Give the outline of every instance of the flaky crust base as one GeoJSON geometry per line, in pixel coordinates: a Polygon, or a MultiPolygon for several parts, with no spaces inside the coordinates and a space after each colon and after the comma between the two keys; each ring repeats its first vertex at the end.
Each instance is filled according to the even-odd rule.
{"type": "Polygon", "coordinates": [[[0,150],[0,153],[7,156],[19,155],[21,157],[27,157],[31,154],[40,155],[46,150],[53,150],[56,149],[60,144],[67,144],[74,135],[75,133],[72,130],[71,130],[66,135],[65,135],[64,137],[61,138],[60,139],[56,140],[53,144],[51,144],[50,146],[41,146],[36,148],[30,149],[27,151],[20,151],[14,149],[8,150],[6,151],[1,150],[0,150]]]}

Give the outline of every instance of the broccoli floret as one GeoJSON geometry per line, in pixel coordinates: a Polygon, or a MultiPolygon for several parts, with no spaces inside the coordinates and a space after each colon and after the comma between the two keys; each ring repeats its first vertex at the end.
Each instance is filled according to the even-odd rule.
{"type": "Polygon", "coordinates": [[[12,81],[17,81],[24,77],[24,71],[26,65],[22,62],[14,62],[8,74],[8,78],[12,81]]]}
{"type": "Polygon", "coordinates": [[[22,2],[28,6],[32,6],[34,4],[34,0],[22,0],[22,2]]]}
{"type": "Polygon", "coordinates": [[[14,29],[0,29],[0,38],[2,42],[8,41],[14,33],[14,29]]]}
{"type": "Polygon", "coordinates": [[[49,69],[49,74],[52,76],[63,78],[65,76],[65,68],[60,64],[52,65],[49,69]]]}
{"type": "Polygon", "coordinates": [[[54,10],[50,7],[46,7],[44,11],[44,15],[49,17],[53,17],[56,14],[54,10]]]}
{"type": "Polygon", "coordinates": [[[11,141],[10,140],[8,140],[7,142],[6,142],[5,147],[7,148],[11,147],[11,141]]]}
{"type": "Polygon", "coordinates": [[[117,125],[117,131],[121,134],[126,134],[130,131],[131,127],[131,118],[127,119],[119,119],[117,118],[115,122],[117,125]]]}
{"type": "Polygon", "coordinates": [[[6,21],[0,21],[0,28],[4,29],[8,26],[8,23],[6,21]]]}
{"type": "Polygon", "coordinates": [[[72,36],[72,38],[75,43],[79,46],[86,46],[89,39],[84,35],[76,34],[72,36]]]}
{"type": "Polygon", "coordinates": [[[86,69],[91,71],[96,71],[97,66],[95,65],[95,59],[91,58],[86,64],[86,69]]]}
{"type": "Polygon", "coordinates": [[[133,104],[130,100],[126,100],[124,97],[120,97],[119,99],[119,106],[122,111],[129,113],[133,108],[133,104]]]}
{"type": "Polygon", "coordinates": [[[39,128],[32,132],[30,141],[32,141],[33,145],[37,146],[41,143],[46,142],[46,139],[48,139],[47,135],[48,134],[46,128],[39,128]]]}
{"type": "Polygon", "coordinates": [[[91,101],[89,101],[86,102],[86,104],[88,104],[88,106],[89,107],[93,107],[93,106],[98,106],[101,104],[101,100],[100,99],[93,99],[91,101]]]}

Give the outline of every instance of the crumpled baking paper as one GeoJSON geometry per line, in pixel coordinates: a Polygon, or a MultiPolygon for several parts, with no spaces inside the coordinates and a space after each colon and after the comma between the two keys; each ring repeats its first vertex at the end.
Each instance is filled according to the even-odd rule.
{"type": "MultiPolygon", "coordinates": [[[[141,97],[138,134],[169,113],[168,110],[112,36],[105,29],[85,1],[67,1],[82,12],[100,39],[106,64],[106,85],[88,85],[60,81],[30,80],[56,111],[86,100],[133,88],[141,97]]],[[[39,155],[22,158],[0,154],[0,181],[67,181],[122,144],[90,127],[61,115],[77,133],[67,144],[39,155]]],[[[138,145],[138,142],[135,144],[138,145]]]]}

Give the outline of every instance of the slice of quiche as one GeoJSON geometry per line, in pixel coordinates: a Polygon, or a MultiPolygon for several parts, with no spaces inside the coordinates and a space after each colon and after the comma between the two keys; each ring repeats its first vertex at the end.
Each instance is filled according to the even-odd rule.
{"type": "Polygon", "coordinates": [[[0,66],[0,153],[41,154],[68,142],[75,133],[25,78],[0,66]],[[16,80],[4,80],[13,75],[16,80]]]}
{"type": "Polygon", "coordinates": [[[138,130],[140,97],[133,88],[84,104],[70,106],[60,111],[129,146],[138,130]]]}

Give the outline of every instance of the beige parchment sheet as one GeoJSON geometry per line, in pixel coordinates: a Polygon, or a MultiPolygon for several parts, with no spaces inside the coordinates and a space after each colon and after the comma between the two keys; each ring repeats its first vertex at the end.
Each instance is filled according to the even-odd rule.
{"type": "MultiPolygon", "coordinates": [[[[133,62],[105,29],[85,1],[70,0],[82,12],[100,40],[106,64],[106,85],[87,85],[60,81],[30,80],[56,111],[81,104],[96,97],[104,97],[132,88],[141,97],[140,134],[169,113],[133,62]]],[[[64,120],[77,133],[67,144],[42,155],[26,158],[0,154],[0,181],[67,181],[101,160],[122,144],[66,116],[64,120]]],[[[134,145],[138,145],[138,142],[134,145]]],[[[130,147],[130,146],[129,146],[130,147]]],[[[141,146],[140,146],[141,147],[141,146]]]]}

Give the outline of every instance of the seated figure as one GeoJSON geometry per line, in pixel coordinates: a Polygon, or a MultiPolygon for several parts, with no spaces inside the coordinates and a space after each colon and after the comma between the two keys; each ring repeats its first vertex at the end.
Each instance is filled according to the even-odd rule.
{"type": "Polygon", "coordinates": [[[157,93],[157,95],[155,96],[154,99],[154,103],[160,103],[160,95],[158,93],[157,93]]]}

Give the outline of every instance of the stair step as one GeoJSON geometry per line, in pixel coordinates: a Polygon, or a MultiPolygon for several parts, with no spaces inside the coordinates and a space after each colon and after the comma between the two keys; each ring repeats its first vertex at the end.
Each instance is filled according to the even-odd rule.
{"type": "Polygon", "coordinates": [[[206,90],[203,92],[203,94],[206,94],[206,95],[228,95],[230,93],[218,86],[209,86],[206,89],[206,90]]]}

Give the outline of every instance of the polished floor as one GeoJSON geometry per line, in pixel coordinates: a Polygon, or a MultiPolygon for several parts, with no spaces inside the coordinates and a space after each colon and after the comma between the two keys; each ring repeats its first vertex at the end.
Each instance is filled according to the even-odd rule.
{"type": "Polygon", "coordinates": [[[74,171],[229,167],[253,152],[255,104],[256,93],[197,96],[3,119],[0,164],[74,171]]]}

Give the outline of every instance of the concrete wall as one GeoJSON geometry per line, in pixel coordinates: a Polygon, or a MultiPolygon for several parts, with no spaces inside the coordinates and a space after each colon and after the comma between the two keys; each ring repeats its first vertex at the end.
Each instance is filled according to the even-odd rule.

○ ○ ○ ○ ○ ○ ○

Rewrite the lines above as a numbered list, leaving out the blank lines.

1. Give the outline of every instance of the flaky crust base as one GeoJSON geometry per line, in pixel coordinates: a Polygon, or a MultiPolygon for several parts, with no spaces inside the coordinates and a space after each colon and after the comma between the two keys; each ring repeats its first vertex at the end.
2. Each instance is filled according to the even-odd rule.
3. {"type": "Polygon", "coordinates": [[[0,150],[0,153],[7,156],[19,155],[21,157],[27,157],[31,154],[40,155],[46,150],[53,150],[56,149],[60,144],[67,144],[74,135],[75,133],[72,130],[71,130],[66,135],[65,135],[64,137],[61,138],[60,139],[56,140],[53,144],[51,144],[50,146],[41,146],[36,148],[30,149],[27,151],[20,151],[14,149],[8,150],[6,151],[1,150],[0,150]]]}
4. Give the outline of every instance of the broccoli floret as one GeoJSON geometry per line, in pixel coordinates: a Polygon, or a MultiPolygon for several parts, with no spaces inside the coordinates and a space after each colon and after the comma between the two keys; each ring repeats its first vertex at the end.
5. Each instance is filled according to the even-odd rule.
6. {"type": "Polygon", "coordinates": [[[12,81],[17,81],[24,77],[24,71],[26,65],[22,62],[14,62],[8,74],[8,78],[12,81]]]}
7. {"type": "Polygon", "coordinates": [[[22,2],[28,6],[32,6],[34,4],[34,0],[22,0],[22,2]]]}
8. {"type": "Polygon", "coordinates": [[[14,29],[0,29],[0,38],[2,42],[8,41],[14,33],[14,29]]]}
9. {"type": "Polygon", "coordinates": [[[49,69],[49,74],[52,76],[63,78],[65,76],[65,68],[60,64],[52,65],[49,69]]]}
10. {"type": "Polygon", "coordinates": [[[54,10],[50,7],[46,7],[44,11],[44,15],[49,17],[53,17],[56,14],[54,10]]]}
11. {"type": "Polygon", "coordinates": [[[11,141],[10,140],[8,140],[7,142],[6,142],[5,147],[7,148],[11,147],[11,141]]]}
12. {"type": "Polygon", "coordinates": [[[117,125],[117,131],[121,134],[126,134],[130,131],[131,127],[131,118],[127,119],[119,119],[117,118],[115,122],[117,125]]]}
13. {"type": "Polygon", "coordinates": [[[6,21],[0,21],[0,28],[4,29],[8,26],[8,23],[6,21]]]}
14. {"type": "Polygon", "coordinates": [[[72,36],[72,38],[75,43],[79,46],[86,46],[89,39],[84,35],[76,34],[72,36]]]}
15. {"type": "Polygon", "coordinates": [[[86,69],[91,71],[96,71],[97,66],[95,65],[95,59],[91,58],[86,64],[86,69]]]}
16. {"type": "Polygon", "coordinates": [[[133,104],[130,100],[126,100],[124,97],[120,97],[119,99],[119,106],[122,111],[129,113],[133,108],[133,104]]]}
17. {"type": "Polygon", "coordinates": [[[39,128],[32,132],[30,141],[32,141],[33,145],[37,146],[41,143],[46,142],[46,139],[48,139],[47,135],[48,134],[46,128],[39,128]]]}
18. {"type": "Polygon", "coordinates": [[[91,101],[89,101],[86,102],[86,104],[88,104],[88,106],[89,107],[93,107],[93,106],[98,106],[101,104],[101,100],[100,99],[93,99],[91,101]]]}
19. Give the outline of every instance of the crumpled baking paper as one GeoJSON geometry per line, in pixel coordinates: a Polygon, or a MultiPolygon for several parts, with no spaces inside the coordinates and a space after each colon and after the comma between the two keys; each ring repeats its first vertex at the end.
20. Each instance is filled according to the even-odd rule.
21. {"type": "MultiPolygon", "coordinates": [[[[141,97],[138,134],[169,113],[168,110],[112,36],[105,29],[85,1],[67,1],[82,12],[100,39],[106,64],[106,85],[88,85],[60,81],[30,80],[56,111],[86,100],[133,88],[141,97]]],[[[39,155],[22,158],[0,154],[0,181],[67,181],[122,144],[90,127],[61,115],[77,133],[67,144],[39,155]]],[[[138,145],[138,142],[135,144],[138,145]]]]}
22. Give the outline of every instance of the slice of quiche as one GeoJSON geometry per line, in pixel coordinates: a Polygon, or a MultiPolygon for several parts, with no spaces inside the coordinates and a space after each colon and after the comma between the two keys; each ring repeats its first vertex at the end.
23. Each instance is filled according to the even-odd rule.
24. {"type": "Polygon", "coordinates": [[[0,66],[0,153],[41,154],[68,142],[75,133],[25,78],[0,66]],[[16,80],[4,80],[13,75],[16,80]]]}
25. {"type": "Polygon", "coordinates": [[[138,130],[140,97],[133,88],[84,104],[70,106],[60,111],[129,146],[138,130]]]}
26. Give the outline of every instance of the beige parchment sheet as one GeoJSON geometry per line, in pixel coordinates: a Polygon, or a MultiPolygon for several parts, with no spaces inside the coordinates and a space after each colon and after the comma between the two keys; each ring repeats its first vertex at the end.
27. Each instance is filled according to the even-odd rule.
28. {"type": "MultiPolygon", "coordinates": [[[[133,62],[105,29],[85,1],[70,0],[82,12],[100,40],[106,64],[106,85],[87,85],[60,81],[30,80],[56,111],[81,104],[96,97],[104,97],[132,88],[141,97],[140,134],[169,113],[133,62]]],[[[64,120],[77,133],[67,144],[42,155],[26,158],[0,154],[0,181],[67,181],[101,160],[122,144],[66,116],[64,120]]],[[[134,145],[138,145],[138,142],[134,145]]],[[[130,147],[130,146],[129,146],[130,147]]],[[[141,146],[140,146],[141,147],[141,146]]]]}
29. Give the outline of every instance of the seated figure as one GeoJSON geometry per line, in pixel coordinates: a Polygon, or a MultiPolygon for several parts, with no spaces inside the coordinates and a space after each colon and after the comma between the two keys; each ring repeats its first vertex at the end.
30. Each instance is filled according to the even-odd rule.
31. {"type": "Polygon", "coordinates": [[[157,93],[157,95],[155,96],[154,99],[154,103],[160,103],[160,95],[158,93],[157,93]]]}
32. Give the outline of every instance of the stair step as one GeoJSON geometry per line, in pixel coordinates: a Polygon, or a MultiPolygon for several parts, with no spaces inside the coordinates and a space after each colon and after the comma between the two keys; each ring repeats its first vertex at the end.
33. Each instance is filled according to the even-odd rule.
34. {"type": "Polygon", "coordinates": [[[206,90],[203,92],[203,94],[206,94],[206,95],[228,95],[230,93],[218,86],[209,86],[206,89],[206,90]]]}
35. Give the outline of every instance of the polished floor as one GeoJSON geometry per line, in pixel coordinates: a Polygon, or a MultiPolygon for several parts, with no spaces inside the coordinates and a space after each colon and after the comma between the two keys; each ring repeats its first vertex at the end.
36. Each instance is filled according to the even-odd rule.
37. {"type": "Polygon", "coordinates": [[[74,171],[229,167],[253,152],[255,104],[256,93],[197,96],[3,119],[0,164],[74,171]]]}
38. Give the outline of every instance of the concrete wall as one GeoJSON geometry per line, in pixel coordinates: a Polygon, or a MultiPolygon for several parts, with no spaces inside the coordinates and a space after each colon and after the comma between the two keys; each ring repeats its first vertex at the end.
39. Each instance is filled according to the even-odd rule.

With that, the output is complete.